↓↓↓

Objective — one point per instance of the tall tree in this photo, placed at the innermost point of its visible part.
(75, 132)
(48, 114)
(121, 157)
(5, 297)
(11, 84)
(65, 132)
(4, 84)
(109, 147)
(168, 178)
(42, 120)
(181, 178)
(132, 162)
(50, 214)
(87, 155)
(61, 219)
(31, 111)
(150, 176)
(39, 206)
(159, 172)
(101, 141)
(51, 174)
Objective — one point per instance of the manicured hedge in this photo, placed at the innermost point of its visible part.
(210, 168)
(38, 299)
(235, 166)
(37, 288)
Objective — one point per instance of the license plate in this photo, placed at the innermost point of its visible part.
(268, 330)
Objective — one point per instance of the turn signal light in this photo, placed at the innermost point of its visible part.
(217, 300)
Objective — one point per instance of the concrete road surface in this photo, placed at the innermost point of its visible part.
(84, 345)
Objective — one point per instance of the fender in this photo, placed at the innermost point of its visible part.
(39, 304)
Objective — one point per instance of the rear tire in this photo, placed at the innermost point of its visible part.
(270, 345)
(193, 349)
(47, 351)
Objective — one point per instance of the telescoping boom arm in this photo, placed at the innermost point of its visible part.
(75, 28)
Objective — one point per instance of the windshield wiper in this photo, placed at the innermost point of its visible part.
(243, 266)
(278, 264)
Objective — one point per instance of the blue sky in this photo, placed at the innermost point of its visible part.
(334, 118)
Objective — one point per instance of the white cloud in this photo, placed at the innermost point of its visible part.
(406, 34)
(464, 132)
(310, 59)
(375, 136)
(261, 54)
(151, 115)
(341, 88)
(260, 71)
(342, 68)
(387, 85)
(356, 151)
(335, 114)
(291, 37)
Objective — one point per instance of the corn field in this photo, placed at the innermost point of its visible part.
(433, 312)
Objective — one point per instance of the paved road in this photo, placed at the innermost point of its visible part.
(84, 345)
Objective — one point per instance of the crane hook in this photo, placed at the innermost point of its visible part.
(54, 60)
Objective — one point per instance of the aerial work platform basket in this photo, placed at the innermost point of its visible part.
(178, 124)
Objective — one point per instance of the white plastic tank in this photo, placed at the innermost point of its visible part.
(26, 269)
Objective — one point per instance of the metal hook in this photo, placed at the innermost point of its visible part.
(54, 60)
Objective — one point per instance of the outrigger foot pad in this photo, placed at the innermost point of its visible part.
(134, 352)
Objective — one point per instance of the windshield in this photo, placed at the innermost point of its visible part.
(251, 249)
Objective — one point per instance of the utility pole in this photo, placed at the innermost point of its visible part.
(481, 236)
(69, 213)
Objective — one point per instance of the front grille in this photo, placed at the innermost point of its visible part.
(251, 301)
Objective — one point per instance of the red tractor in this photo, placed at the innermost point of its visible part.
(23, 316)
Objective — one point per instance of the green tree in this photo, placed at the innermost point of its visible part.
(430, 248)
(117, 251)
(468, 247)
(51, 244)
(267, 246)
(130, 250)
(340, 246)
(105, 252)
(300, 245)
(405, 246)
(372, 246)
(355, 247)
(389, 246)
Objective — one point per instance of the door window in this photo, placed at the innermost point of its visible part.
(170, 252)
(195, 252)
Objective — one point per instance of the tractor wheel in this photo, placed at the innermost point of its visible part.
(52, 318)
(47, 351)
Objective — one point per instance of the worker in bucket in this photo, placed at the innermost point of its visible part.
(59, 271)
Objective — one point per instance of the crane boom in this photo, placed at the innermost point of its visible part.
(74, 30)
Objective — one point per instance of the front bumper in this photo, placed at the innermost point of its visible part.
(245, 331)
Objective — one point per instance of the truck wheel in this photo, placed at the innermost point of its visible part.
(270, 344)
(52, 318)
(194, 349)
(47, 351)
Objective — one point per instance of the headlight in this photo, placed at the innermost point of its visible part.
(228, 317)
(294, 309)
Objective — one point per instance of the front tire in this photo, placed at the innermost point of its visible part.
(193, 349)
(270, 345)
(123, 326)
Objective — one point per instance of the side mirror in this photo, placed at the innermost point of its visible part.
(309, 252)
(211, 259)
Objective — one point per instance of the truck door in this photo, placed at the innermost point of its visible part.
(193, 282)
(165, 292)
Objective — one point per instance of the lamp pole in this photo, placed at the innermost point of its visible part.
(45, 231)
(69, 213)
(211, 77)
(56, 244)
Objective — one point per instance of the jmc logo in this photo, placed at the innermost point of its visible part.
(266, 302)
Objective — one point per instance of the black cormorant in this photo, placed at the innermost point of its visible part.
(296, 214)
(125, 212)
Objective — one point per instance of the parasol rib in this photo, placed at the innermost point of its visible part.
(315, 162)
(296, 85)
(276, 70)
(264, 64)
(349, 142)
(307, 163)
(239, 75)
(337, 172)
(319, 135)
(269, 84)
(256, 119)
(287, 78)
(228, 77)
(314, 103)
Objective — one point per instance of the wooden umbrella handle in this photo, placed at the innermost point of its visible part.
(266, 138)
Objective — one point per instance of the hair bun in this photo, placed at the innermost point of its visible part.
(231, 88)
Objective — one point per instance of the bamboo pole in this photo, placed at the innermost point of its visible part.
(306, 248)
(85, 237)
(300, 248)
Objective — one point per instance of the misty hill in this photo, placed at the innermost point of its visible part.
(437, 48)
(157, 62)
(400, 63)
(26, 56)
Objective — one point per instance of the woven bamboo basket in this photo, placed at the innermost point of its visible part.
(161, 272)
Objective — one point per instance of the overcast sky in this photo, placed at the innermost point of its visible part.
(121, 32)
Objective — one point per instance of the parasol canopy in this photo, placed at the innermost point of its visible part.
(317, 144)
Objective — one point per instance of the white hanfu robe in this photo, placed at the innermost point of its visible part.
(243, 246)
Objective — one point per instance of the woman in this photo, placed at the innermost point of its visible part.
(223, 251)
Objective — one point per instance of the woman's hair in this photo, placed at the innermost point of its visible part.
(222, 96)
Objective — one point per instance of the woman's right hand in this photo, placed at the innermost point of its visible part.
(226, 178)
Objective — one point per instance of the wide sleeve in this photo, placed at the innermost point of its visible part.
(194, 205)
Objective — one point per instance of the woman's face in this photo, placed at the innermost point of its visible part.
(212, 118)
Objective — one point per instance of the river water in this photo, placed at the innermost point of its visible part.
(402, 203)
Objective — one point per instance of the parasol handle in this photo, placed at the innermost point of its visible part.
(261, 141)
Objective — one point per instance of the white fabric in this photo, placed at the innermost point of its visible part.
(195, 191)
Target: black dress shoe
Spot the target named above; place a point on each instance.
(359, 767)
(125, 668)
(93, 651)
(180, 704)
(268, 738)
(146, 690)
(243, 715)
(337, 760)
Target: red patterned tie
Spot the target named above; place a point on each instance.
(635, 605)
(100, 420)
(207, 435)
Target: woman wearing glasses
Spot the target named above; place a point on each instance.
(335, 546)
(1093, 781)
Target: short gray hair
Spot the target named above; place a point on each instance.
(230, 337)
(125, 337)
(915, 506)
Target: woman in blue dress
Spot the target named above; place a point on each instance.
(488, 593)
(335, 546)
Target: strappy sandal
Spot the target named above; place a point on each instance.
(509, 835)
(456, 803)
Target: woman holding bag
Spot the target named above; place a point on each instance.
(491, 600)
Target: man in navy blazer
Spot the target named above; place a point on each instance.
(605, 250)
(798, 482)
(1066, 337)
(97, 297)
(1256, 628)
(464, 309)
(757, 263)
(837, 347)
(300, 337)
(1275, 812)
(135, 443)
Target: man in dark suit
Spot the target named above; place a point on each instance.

↑↑↑

TASK INSTRUCTIONS >> Copy out each line of the data above, exactly, if it lies between the line holding "Target: red patterned tie" and the line holding "Target: woman holding bag", inclusive; copy no other line.

WRITTEN RESPONSE >>
Target: red patterned tie
Spot the target named above; place a point on each instance.
(635, 605)
(100, 420)
(207, 435)
Target: woman wearing glasses
Spot the target named above; place a point on each instance.
(335, 546)
(1093, 781)
Target: short gray hair
Spot the target named above; place a point on each instance.
(230, 337)
(125, 337)
(915, 506)
Target: woman in blue dress
Spot the target named above; place a point on each instance.
(488, 593)
(335, 546)
Target: strappy sandal
Spot the target named above; place a point on each instance.
(509, 835)
(456, 803)
Target: woman holding bag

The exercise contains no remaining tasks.